Start of Block

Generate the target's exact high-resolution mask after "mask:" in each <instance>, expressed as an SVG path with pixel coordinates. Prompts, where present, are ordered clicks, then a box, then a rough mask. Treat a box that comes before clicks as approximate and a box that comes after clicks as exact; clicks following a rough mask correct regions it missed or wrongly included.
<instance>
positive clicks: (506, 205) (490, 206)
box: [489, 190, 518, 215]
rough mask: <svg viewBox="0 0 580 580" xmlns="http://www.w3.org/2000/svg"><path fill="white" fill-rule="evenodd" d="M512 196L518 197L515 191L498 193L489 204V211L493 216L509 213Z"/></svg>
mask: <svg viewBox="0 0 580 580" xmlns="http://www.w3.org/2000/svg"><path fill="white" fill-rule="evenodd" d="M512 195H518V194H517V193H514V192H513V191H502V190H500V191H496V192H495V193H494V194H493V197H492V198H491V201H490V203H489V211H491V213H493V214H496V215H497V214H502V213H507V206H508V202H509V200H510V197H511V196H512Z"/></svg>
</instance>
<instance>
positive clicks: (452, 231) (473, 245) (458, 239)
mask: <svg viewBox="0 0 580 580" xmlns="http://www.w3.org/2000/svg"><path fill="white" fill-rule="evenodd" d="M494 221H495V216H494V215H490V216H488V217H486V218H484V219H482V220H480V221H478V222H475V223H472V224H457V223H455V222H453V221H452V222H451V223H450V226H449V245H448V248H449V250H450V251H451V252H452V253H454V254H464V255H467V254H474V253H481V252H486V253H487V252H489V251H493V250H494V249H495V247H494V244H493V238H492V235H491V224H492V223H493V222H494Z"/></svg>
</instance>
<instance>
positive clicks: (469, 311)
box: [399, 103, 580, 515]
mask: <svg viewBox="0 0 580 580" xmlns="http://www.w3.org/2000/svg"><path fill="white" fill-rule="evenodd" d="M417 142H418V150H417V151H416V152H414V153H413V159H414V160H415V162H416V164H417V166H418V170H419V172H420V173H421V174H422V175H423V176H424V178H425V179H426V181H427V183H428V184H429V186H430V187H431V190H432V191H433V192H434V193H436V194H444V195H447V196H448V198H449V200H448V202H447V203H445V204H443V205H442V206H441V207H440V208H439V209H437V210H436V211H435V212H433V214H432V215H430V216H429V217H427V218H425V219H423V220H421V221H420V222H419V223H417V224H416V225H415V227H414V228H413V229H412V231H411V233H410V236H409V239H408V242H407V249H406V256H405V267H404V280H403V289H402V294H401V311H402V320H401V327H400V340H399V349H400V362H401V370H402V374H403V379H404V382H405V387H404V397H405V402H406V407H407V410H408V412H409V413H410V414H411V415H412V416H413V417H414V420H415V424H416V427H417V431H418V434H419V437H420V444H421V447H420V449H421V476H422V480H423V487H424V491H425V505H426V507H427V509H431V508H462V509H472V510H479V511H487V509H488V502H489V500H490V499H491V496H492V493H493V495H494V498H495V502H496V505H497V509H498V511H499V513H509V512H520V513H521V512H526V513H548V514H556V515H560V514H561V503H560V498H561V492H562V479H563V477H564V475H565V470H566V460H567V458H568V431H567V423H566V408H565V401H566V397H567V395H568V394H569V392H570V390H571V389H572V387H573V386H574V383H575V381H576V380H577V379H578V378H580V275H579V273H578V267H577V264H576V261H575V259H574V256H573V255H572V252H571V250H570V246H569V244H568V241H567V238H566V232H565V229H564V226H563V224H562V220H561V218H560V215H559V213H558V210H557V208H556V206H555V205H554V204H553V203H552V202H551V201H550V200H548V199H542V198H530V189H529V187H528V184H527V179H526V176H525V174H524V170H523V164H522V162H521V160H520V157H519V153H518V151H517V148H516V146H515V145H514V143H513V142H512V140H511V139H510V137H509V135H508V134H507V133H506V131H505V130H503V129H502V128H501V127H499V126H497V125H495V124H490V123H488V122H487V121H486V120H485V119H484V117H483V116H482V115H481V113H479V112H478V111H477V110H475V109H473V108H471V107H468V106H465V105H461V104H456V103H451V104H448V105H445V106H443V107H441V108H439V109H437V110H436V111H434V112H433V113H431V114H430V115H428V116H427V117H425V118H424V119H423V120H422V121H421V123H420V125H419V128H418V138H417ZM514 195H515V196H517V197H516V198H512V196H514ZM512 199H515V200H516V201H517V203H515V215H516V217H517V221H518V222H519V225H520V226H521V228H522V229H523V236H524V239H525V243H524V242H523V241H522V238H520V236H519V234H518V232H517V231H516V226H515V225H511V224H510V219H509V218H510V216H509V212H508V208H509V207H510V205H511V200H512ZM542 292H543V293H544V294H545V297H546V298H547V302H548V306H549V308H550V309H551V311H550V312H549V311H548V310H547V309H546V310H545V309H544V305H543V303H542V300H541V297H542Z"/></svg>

End of Block

▶ _Exercise_
Please output the complete set of records above without any alteration.

▶ _Expected output_
Generate the target's exact high-resolution mask after "mask:" in each <instance>, expressed as an SVG path with pixel coordinates. Prompts, where present, are ordered clicks, then a box, then a rough mask. Treat a box that comes before clicks as approximate and a box that comes after clicks as exact; clicks following a rough mask correct regions it missed or wrongly included.
<instance>
positive clicks: (506, 205) (490, 206)
box: [489, 190, 518, 215]
rough mask: <svg viewBox="0 0 580 580" xmlns="http://www.w3.org/2000/svg"><path fill="white" fill-rule="evenodd" d="M512 196L518 197L515 191L498 193L489 204V211L493 216L509 213Z"/></svg>
mask: <svg viewBox="0 0 580 580" xmlns="http://www.w3.org/2000/svg"><path fill="white" fill-rule="evenodd" d="M512 195H518V194H517V193H514V192H513V191H502V190H500V191H496V192H495V193H494V194H493V197H492V198H491V201H490V203H489V211H491V213H493V214H496V215H497V214H502V213H507V206H508V202H509V200H510V197H511V196H512Z"/></svg>
</instance>
<instance>
positive clicks: (452, 231) (473, 245) (458, 239)
mask: <svg viewBox="0 0 580 580" xmlns="http://www.w3.org/2000/svg"><path fill="white" fill-rule="evenodd" d="M494 221H495V216H494V215H490V216H488V217H486V218H484V219H482V220H480V221H478V222H475V223H472V224H457V223H455V222H453V221H452V222H451V223H450V226H449V245H448V248H449V250H450V251H451V252H452V253H454V254H464V255H467V254H474V253H481V252H486V253H487V252H489V251H493V250H494V249H495V247H494V244H493V238H492V235H491V224H492V223H493V222H494Z"/></svg>
</instance>
<instance>
positive clicks: (469, 311)
box: [399, 103, 580, 515]
mask: <svg viewBox="0 0 580 580" xmlns="http://www.w3.org/2000/svg"><path fill="white" fill-rule="evenodd" d="M417 142H418V150H417V151H416V152H414V153H413V159H414V160H415V162H416V164H417V166H418V170H419V172H420V173H421V174H422V175H423V176H424V178H425V179H426V181H427V183H428V184H429V186H430V187H431V190H432V191H433V192H434V193H436V194H444V195H447V196H448V198H449V200H448V202H447V203H445V204H443V205H442V206H441V207H440V208H439V209H437V210H436V211H435V212H433V214H432V215H430V216H429V217H427V218H425V219H423V220H421V221H420V222H419V223H417V224H416V225H415V227H414V228H413V229H412V231H411V233H410V236H409V239H408V242H407V249H406V256H405V267H404V280H403V289H402V294H401V311H402V320H401V327H400V340H399V349H400V362H401V370H402V374H403V379H404V382H405V387H404V397H405V402H406V407H407V410H408V412H409V413H410V414H411V415H412V416H413V417H414V420H415V424H416V427H417V431H418V434H419V437H420V444H421V447H420V449H421V476H422V480H423V487H424V491H425V505H426V507H427V509H431V508H462V509H472V510H479V511H487V509H488V502H489V500H490V499H491V496H492V493H493V495H494V498H495V502H496V505H497V509H498V511H499V513H509V512H520V513H521V512H526V513H548V514H556V515H560V514H561V503H560V498H561V492H562V479H563V477H564V475H565V470H566V460H567V458H568V431H567V423H566V408H565V401H566V397H567V395H568V394H569V392H570V390H571V389H572V387H573V386H574V383H575V381H576V380H577V379H578V378H580V275H579V273H578V267H577V264H576V261H575V259H574V256H573V255H572V252H571V250H570V246H569V244H568V241H567V238H566V232H565V229H564V226H563V224H562V220H561V218H560V215H559V213H558V210H557V208H556V206H555V205H554V204H553V203H552V202H551V201H550V200H548V199H542V198H530V189H529V187H528V184H527V179H526V176H525V174H524V170H523V164H522V162H521V160H520V157H519V153H518V151H517V148H516V146H515V145H514V143H513V142H512V140H511V139H510V137H509V135H508V134H507V133H506V131H505V130H503V129H502V128H501V127H499V126H497V125H495V124H490V123H488V122H487V121H486V120H485V119H484V117H483V116H482V115H481V113H479V112H478V111H477V110H475V109H473V108H471V107H468V106H465V105H461V104H456V103H451V104H448V105H445V106H443V107H441V108H439V109H437V110H436V111H434V112H433V113H431V114H430V115H428V116H427V117H425V118H424V119H423V120H422V121H421V123H420V125H419V128H418V138H417ZM514 195H515V196H517V197H516V198H512V196H514ZM512 199H515V200H516V201H517V203H515V215H516V217H517V221H518V222H519V225H520V226H521V228H522V229H523V236H524V239H525V243H524V242H523V241H522V238H520V236H519V234H518V232H517V231H516V226H515V225H511V224H510V219H509V218H510V216H509V212H508V208H509V207H510V205H511V200H512ZM542 292H543V293H544V294H545V297H546V298H547V302H548V306H549V308H550V309H551V311H550V312H549V311H548V310H547V309H546V310H545V309H544V305H543V303H542V300H541V297H542Z"/></svg>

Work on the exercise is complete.